Task inputs:
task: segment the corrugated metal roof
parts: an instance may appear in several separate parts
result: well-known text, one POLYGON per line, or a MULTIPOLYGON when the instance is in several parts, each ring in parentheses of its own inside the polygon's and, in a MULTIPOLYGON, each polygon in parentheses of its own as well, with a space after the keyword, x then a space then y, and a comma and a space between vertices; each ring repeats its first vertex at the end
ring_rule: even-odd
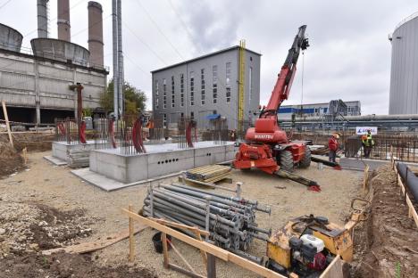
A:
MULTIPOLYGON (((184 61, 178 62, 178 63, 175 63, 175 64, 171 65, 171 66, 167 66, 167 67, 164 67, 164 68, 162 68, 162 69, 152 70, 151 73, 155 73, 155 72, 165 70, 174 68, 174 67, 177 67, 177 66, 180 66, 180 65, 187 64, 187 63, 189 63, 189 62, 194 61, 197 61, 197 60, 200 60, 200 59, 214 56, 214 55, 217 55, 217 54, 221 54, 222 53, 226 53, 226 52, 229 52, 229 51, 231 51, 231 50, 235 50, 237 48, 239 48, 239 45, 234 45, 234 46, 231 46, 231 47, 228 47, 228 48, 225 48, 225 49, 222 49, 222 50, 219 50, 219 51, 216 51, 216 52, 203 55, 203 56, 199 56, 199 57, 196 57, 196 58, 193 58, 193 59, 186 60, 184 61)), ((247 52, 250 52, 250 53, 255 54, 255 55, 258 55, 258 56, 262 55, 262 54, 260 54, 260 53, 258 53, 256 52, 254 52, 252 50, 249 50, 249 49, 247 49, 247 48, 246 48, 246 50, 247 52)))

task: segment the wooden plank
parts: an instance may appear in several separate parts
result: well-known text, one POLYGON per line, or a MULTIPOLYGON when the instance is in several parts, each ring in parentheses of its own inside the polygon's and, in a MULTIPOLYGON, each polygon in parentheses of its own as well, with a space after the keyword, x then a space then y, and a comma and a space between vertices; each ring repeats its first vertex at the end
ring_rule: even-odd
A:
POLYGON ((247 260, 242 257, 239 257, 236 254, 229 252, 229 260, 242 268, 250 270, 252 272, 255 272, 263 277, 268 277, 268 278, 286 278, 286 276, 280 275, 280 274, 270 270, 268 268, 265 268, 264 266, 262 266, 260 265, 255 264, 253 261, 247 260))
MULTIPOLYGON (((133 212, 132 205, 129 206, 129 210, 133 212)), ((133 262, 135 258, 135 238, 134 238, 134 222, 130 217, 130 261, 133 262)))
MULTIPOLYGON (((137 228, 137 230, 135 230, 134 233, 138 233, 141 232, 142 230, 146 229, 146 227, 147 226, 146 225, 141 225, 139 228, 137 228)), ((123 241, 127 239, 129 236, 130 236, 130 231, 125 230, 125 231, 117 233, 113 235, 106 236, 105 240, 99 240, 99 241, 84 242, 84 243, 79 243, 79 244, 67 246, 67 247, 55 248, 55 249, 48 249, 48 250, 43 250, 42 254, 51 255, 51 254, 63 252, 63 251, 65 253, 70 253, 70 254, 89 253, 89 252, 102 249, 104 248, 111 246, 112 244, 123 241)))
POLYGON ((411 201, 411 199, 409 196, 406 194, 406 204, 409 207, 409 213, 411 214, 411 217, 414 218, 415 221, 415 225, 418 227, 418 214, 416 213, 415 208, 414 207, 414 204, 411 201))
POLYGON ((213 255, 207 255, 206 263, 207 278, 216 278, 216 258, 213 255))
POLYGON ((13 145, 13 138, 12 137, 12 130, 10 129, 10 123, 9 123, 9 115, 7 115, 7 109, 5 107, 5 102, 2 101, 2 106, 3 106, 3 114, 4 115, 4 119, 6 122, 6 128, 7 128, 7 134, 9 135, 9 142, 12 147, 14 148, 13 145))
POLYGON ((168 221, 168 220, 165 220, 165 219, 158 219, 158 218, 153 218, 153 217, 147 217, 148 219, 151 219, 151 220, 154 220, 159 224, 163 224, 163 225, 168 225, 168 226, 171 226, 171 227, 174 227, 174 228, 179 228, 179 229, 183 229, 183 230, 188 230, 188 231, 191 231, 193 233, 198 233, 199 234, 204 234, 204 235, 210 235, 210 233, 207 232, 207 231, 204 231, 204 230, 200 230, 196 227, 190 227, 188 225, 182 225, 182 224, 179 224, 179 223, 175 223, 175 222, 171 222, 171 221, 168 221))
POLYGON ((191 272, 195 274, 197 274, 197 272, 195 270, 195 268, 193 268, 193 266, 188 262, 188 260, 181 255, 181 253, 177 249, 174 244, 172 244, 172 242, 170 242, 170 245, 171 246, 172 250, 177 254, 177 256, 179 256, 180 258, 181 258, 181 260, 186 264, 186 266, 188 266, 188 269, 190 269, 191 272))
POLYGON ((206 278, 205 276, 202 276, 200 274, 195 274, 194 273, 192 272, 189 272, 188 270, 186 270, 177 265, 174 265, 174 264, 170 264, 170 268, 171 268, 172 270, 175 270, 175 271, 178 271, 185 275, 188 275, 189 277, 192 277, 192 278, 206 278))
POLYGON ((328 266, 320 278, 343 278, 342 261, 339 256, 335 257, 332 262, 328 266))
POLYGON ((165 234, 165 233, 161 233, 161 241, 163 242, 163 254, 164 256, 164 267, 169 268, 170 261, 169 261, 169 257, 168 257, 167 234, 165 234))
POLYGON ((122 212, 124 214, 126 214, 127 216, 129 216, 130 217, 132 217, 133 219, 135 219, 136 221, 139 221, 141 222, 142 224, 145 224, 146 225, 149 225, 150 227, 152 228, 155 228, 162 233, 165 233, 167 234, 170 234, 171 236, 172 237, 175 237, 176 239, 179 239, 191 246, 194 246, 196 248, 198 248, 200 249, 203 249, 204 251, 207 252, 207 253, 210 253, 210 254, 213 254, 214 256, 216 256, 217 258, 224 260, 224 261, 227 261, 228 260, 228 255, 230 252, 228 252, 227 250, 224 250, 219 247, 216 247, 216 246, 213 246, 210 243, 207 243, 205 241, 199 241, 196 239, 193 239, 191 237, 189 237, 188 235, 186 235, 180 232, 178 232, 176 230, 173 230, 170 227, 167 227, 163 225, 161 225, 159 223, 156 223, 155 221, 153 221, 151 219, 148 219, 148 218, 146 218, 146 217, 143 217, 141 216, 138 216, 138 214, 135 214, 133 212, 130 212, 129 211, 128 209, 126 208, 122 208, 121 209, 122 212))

Required work: Return all of the records above line for line, unchanged, and leave the pictures out.

Written reply:
task: segment the corrugated metal roof
parts: an instance may appear in several separate parts
result: well-known text, one POLYGON per line, or a MULTIPOLYGON when the instance is in several parts, each ring in parentheses of its own inside the polygon's and, in a MULTIPOLYGON, each polygon in parentheses of its own as well, with a space after the keyword, x then a space then y, and a comma and a space between vertices; each ring repeats its first vertex at the end
ring_rule: even-odd
A:
MULTIPOLYGON (((184 61, 178 62, 178 63, 175 63, 175 64, 171 65, 171 66, 167 66, 167 67, 164 67, 164 68, 162 68, 162 69, 152 70, 151 73, 155 73, 155 72, 165 70, 174 68, 174 67, 177 67, 177 66, 180 66, 180 65, 187 64, 187 63, 189 63, 189 62, 194 61, 197 61, 197 60, 200 60, 200 59, 214 56, 214 55, 217 55, 217 54, 221 54, 222 53, 226 53, 226 52, 229 52, 229 51, 231 51, 231 50, 235 50, 237 48, 239 48, 239 45, 234 45, 234 46, 231 46, 231 47, 228 47, 228 48, 225 48, 225 49, 222 49, 222 50, 219 50, 219 51, 216 51, 216 52, 203 55, 203 56, 199 56, 199 57, 196 57, 196 58, 193 58, 193 59, 186 60, 184 61)), ((247 52, 250 52, 250 53, 255 54, 255 55, 258 55, 258 56, 262 55, 262 54, 260 54, 260 53, 258 53, 256 52, 254 52, 252 50, 249 50, 249 49, 247 49, 247 48, 246 48, 246 50, 247 52)))

task: segment the wooden plank
parts: an instance may appear in several separate parts
result: well-known text, one POLYGON per line, or a MULTIPOLYGON when the instance is in several parts, each ring in parentheses of its own inside the polygon's and, in a MULTIPOLYGON, each polygon in parentheses of its own as well, with a space after the keyword, x then a space then y, and a comma and a space between vertices; each ring repeats its first vertex at the end
ring_rule: even-odd
A:
POLYGON ((247 260, 242 257, 239 257, 236 254, 229 252, 229 260, 242 268, 250 270, 252 272, 255 272, 263 277, 268 277, 268 278, 286 278, 286 276, 280 275, 280 274, 270 270, 268 268, 265 268, 264 266, 262 266, 260 265, 255 264, 253 261, 247 260))
MULTIPOLYGON (((133 212, 132 205, 129 206, 129 210, 133 212)), ((133 262, 135 258, 135 238, 134 238, 134 222, 130 217, 130 261, 133 262)))
MULTIPOLYGON (((137 228, 137 230, 135 230, 134 233, 138 233, 141 232, 142 230, 146 229, 146 227, 147 226, 146 225, 141 225, 139 228, 137 228)), ((123 241, 127 239, 129 236, 130 236, 130 231, 125 230, 125 231, 117 233, 113 235, 106 236, 105 240, 99 240, 99 241, 84 242, 84 243, 79 243, 79 244, 67 246, 67 247, 55 248, 55 249, 48 249, 48 250, 43 250, 42 254, 51 255, 51 254, 63 252, 63 251, 65 253, 70 253, 70 254, 89 253, 89 252, 102 249, 104 248, 111 246, 112 244, 123 241)))
POLYGON ((411 201, 411 199, 409 196, 406 194, 406 204, 409 207, 409 213, 411 214, 411 217, 414 218, 415 221, 415 225, 418 227, 418 214, 416 213, 415 208, 414 207, 414 204, 411 201))
POLYGON ((213 255, 207 255, 206 263, 207 278, 216 278, 216 258, 213 255))
POLYGON ((13 145, 13 138, 12 137, 12 130, 10 129, 10 123, 9 123, 9 115, 7 115, 7 109, 5 107, 5 102, 2 101, 2 106, 3 106, 3 114, 4 115, 4 119, 6 122, 6 128, 7 128, 7 134, 9 135, 9 142, 12 147, 14 148, 13 145))
POLYGON ((168 221, 168 220, 165 220, 165 219, 158 219, 158 218, 153 218, 153 217, 147 217, 148 219, 151 219, 151 220, 154 220, 159 224, 163 224, 163 225, 168 225, 168 226, 171 226, 171 227, 174 227, 174 228, 179 228, 179 229, 183 229, 183 230, 188 230, 188 231, 191 231, 193 233, 198 233, 199 234, 204 234, 204 235, 210 235, 210 233, 207 232, 207 231, 204 231, 204 230, 200 230, 196 227, 190 227, 188 225, 182 225, 182 224, 179 224, 179 223, 175 223, 175 222, 171 222, 171 221, 168 221))
POLYGON ((191 272, 195 274, 197 274, 197 272, 195 270, 195 268, 193 268, 193 266, 188 262, 188 260, 181 255, 181 253, 177 249, 174 244, 172 244, 172 242, 170 242, 170 245, 171 246, 172 250, 177 254, 177 256, 179 256, 180 258, 181 258, 181 260, 186 264, 186 266, 188 266, 188 269, 190 269, 191 272))
POLYGON ((206 278, 205 276, 202 276, 200 274, 195 274, 194 273, 192 272, 189 272, 188 270, 186 270, 177 265, 174 265, 174 264, 170 264, 170 268, 171 268, 172 270, 175 270, 175 271, 178 271, 185 275, 188 275, 189 277, 192 277, 192 278, 206 278))
POLYGON ((328 266, 320 278, 343 278, 342 261, 339 256, 335 257, 332 262, 328 266))
POLYGON ((165 234, 165 233, 161 233, 161 241, 163 242, 163 254, 164 256, 164 267, 169 268, 170 261, 169 261, 169 257, 168 257, 167 234, 165 234))
POLYGON ((122 212, 124 214, 126 214, 127 216, 129 216, 130 217, 132 217, 133 219, 135 219, 136 221, 139 221, 141 222, 142 224, 145 224, 146 225, 149 225, 150 227, 152 228, 155 228, 162 233, 165 233, 167 234, 170 234, 171 236, 172 237, 175 237, 176 239, 179 239, 191 246, 194 246, 196 248, 198 248, 200 249, 203 249, 204 251, 207 252, 207 253, 210 253, 210 254, 213 254, 214 256, 216 256, 217 258, 224 260, 224 261, 227 261, 228 260, 228 255, 230 252, 228 252, 227 250, 224 250, 219 247, 216 247, 216 246, 213 246, 210 243, 207 243, 205 241, 199 241, 196 239, 193 239, 191 237, 189 237, 188 235, 186 235, 180 232, 178 232, 176 230, 173 230, 170 227, 167 227, 163 225, 161 225, 159 223, 156 223, 155 221, 153 221, 151 219, 148 219, 148 218, 146 218, 146 217, 143 217, 141 216, 138 216, 138 214, 135 214, 133 212, 130 212, 129 211, 128 209, 126 208, 122 208, 121 209, 122 212))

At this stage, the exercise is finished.